**Pointing records**
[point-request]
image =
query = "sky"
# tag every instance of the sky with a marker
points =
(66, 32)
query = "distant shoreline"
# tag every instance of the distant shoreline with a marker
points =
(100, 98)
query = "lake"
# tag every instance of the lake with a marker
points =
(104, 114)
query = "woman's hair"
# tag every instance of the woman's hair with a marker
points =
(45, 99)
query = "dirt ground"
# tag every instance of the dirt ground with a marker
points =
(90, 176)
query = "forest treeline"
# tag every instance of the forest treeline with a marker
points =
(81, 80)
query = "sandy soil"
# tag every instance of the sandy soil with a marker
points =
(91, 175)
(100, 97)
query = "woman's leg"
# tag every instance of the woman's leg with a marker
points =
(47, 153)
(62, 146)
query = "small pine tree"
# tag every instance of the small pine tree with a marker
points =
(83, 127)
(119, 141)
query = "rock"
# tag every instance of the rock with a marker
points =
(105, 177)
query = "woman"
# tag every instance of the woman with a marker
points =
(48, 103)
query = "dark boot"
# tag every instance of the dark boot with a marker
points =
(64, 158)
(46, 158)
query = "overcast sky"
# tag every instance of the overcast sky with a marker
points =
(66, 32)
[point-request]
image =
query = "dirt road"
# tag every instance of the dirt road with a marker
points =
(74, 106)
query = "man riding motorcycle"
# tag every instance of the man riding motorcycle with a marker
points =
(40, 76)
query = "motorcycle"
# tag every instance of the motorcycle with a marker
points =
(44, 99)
---
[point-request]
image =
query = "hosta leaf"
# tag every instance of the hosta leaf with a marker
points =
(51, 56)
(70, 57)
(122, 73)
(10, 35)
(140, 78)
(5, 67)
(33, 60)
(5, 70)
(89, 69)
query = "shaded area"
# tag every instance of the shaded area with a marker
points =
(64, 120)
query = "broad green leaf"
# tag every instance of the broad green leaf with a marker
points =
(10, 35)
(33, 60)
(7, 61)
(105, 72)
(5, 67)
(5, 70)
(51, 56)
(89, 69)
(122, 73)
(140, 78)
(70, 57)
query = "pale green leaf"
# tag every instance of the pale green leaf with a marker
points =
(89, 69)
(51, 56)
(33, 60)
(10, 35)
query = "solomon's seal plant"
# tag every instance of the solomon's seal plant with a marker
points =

**Exercise task**
Find every line in the records that contains the word "dark" and copy each one in full. Case counts.

**Problem solution**
query = "dark boot"
# tag every instance of the dark boot with a marker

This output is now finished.